THE EXERCISE:
Rewrite the records below, replacing "with one point per instance" with "with a single point for each instance" each time it occurs and leaving everything else unchanged. Omit the pictures from your answer.

(Dataset rows showing where objects appear)
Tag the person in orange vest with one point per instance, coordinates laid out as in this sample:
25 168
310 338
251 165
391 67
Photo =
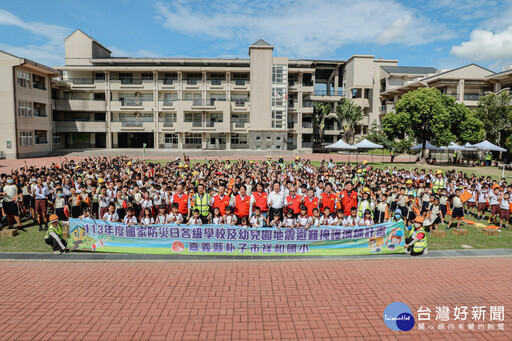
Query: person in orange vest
181 198
348 198
293 202
311 201
221 200
242 203
259 199
328 199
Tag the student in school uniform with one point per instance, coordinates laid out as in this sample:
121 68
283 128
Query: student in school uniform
457 210
505 210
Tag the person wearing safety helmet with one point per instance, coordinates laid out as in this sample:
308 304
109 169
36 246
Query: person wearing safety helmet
439 182
416 244
366 203
397 216
54 235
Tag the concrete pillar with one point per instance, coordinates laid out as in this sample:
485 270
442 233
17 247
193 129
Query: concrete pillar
228 141
181 138
460 91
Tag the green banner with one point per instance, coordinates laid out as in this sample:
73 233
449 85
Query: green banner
100 236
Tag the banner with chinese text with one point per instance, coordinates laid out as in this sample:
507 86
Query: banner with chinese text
98 235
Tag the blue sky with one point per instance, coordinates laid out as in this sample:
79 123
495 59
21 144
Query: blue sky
439 33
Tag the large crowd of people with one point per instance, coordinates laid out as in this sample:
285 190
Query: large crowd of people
253 194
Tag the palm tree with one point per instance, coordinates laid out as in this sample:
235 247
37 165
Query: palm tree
321 112
348 115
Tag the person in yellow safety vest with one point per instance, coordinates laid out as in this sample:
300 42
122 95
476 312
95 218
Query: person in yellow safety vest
202 201
488 159
438 183
53 236
416 244
365 203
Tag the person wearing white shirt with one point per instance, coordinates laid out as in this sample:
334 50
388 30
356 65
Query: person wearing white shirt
276 200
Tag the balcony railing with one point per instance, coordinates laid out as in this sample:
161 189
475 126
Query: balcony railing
131 102
240 102
456 96
133 80
207 102
331 93
193 81
472 97
83 80
216 81
239 124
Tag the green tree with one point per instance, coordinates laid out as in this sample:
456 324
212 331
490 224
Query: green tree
321 112
348 114
495 111
427 115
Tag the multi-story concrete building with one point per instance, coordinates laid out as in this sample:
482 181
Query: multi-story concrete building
25 102
260 103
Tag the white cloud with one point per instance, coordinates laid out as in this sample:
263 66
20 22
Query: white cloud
486 45
303 28
51 52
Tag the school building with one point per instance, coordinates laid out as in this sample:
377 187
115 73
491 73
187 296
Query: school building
262 103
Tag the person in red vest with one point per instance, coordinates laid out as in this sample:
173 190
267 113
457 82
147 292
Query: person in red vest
311 201
259 199
221 200
181 198
328 198
242 203
293 202
348 198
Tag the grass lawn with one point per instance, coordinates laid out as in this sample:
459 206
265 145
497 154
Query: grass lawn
31 240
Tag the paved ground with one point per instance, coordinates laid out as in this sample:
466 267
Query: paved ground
308 300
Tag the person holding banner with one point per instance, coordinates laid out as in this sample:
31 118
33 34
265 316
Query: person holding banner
416 244
54 234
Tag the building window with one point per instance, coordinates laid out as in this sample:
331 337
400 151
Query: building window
239 139
26 138
41 136
147 76
24 109
169 78
171 139
99 76
23 79
40 110
193 139
126 77
38 82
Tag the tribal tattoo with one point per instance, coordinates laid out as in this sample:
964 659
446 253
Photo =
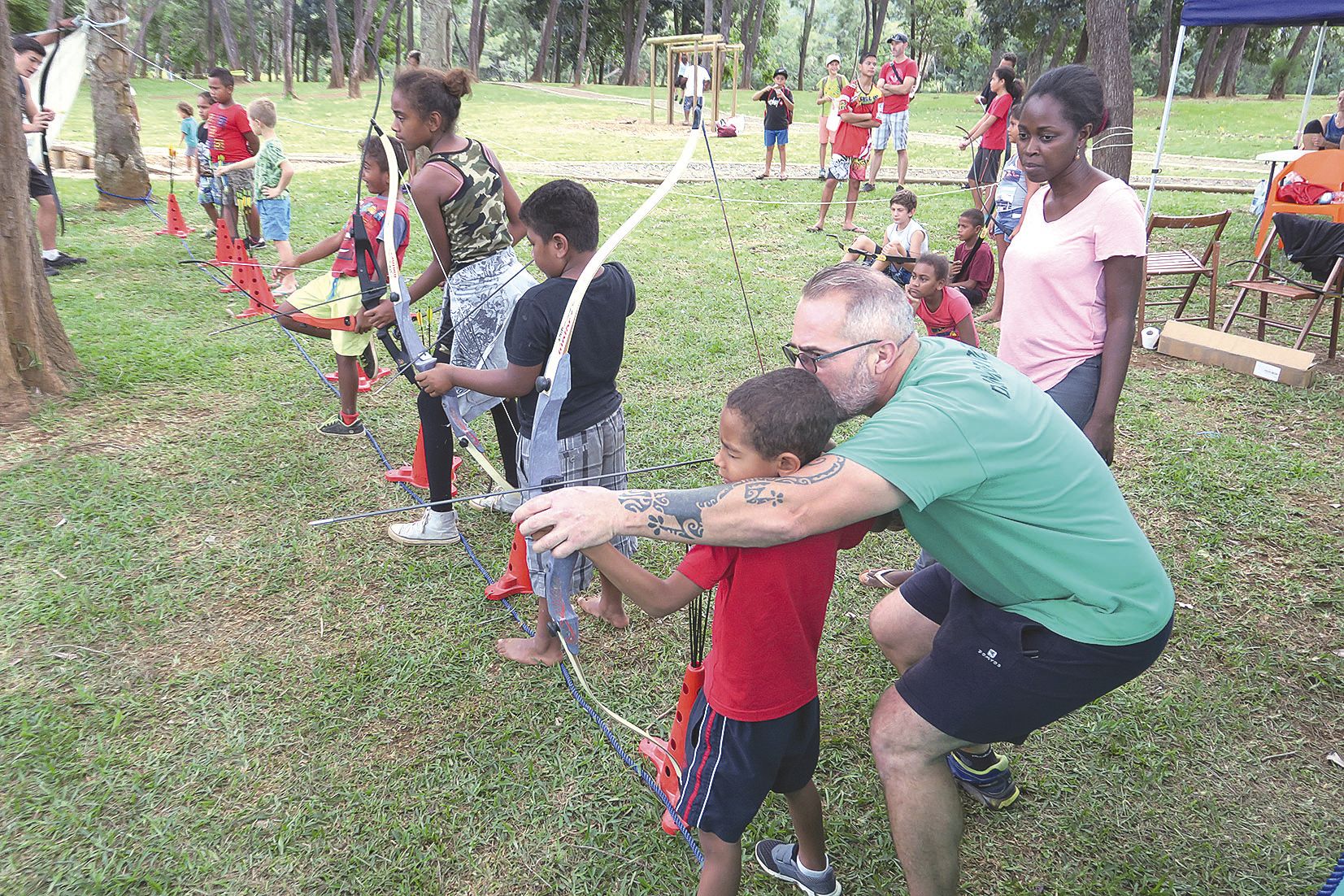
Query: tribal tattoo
679 516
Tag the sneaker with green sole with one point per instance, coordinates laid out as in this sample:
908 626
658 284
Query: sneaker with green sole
992 788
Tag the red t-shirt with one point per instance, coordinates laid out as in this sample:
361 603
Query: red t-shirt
374 210
226 127
944 321
851 140
998 135
768 615
981 267
895 73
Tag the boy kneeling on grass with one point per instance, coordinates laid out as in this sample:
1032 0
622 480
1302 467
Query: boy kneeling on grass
562 224
755 726
337 294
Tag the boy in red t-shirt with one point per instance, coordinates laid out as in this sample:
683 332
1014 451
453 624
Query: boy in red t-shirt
232 139
944 309
994 128
755 726
339 294
972 261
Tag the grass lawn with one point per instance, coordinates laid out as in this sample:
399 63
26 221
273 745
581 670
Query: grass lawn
202 694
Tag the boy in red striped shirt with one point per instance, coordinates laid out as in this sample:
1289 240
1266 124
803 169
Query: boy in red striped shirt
755 726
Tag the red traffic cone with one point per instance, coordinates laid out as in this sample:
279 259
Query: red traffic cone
176 224
516 578
417 473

TASK ANSWER:
Tag the person in orange vest with a single point for each instance, coordinates laid out as in this sample:
25 168
310 338
251 165
391 67
Photo =
Query: person in orange vest
181 198
348 198
293 202
311 201
221 200
242 203
259 199
328 199
Tag the student in school uniform with a single point for each instance, coordinates laid out as in this sample:
121 68
283 128
Query: student in school uniform
457 210
505 210
Tag the person wearing safety helmet with a single point for each instance, coordinates laid out as in this sample:
308 304
109 169
36 246
Query: person wearing safety helmet
439 182
416 244
366 203
397 216
54 235
Tag the concrete pillar with a single point for each instance, coordinates laid out as in this sample:
485 270
442 233
17 247
193 129
Query: concrete pillar
228 141
181 138
460 91
Tag the green banner with a single point for each instance, coordinates laid out as in this sample:
73 233
449 85
Query: green banner
100 236
Tag the banner with chinese text with a single point for each instance, coordinates laid out as in this sample:
507 86
Query: banner with chinese text
98 235
Tag the blue sky with a single point for each instance, coordinates laid out as in this sample:
79 123
495 59
21 144
Query: blue sky
439 33
Tag the large crowd of people with a single point for each instance, coordinates laid out as in this sample:
285 190
Query: large crowd of people
253 194
Tag the palm tree with a single point for each instance, coordinates laid out as in this sample:
235 247
37 165
Query: palm tree
321 112
348 115
Tag the person in yellow safety vest with a single point for each instance, coordinates laid out as in this sample:
300 42
122 95
476 312
95 218
Query: person in yellow safety vest
202 201
488 159
438 183
53 236
416 244
365 203
Tag the person wearing white shirt with a single point for each instance, coordinates laid out as in this sample:
334 50
388 30
356 65
Query: person wearing white shirt
276 200
Tag the balcony railing with a single point for each instance, coordinates laid out as in this sample:
161 189
475 126
Query: balcony railing
131 102
240 102
456 96
133 80
207 102
331 93
193 81
472 97
83 80
216 81
239 124
Tag the green tree with a single point for each instance, coordinates laid out as in this sample:
456 324
212 331
490 224
Query: green tree
321 112
348 114
495 111
427 115
Tag the multi-story concrete building with a single point for each instance, coordinates laid out as in this sample:
482 181
Query: multi-story concrete building
25 102
260 103
Tag the white cloud with a single point for each instance, coordinates laid out as in this sample:
263 66
20 22
Query: white cloud
486 45
303 28
51 52
Tag the school building with a single point for each instance, coordinates laid out as in this sample:
377 187
115 73
491 73
187 296
Query: school building
262 103
Tag the person in red vest with a single point for each instance, coordinates laid out as in this sample:
173 190
267 113
457 82
147 292
Query: person in red vest
311 201
259 199
221 200
181 198
328 198
242 203
293 202
348 198
Tag the grass lawn with a single point for each instance, coordinates laid out as in this sample:
459 206
265 145
497 154
Query: grass lawn
31 240
Tag the paved ground with a single point for each instance, coordinates laid out as in this sample:
466 267
Query: paved ground
308 300
Tag the person holding banner with a single point for each instance, coordinates laid out as in this sample:
31 118
33 34
265 316
Query: person holding banner
416 244
54 234
Tag the building window with a single point for each instance, coordinates laid out as in this sample:
331 337
400 151
Query: building window
239 139
26 138
41 136
147 76
24 109
169 78
171 139
99 76
23 79
40 110
193 139
126 77
38 82
Tag the tribal tattoo with a single point for each instance, coordinates laid out as in this sample:
964 659
446 253
Photo =
Query: tribal tattoo
679 516
Tag the sneaker with green sole with a single point for each instance, coordinates laid out as in this sample:
908 626
658 284
Query: sneaker with green sole
992 788
Tag the red t-shirt with a single point for each instance, coordinates laid out as in this sample:
361 603
Query: red t-shirt
374 210
226 127
944 321
851 140
998 135
768 615
981 267
895 73
Tag the boy kneeling on grass with a single point for each instance, coordinates laid out as in this sample:
1032 0
622 480
1302 467
Query: boy kneeling on grass
562 224
755 726
337 294
Tag the boy in red t-shirt with a single point for each instance, coordinates laid out as in this sample:
683 332
1014 451
453 624
Query: boy in red t-shirt
232 139
944 309
994 128
755 726
339 294
972 261
Tag the grass lawn with a single point for each instance, coordinates laid out as in this sample:
399 63
26 221
273 745
581 670
Query: grass lawn
202 694
Tag the boy in red striped shirt with a single point for each instance, coordinates laid out as in this sample:
1289 240
1266 124
803 169
Query: boy in red striped shirt
755 726
Tag the red traffic cone with a single point for each instance, coordinates laid out as in this sample:
279 259
Query: red traffic cone
176 224
516 578
417 473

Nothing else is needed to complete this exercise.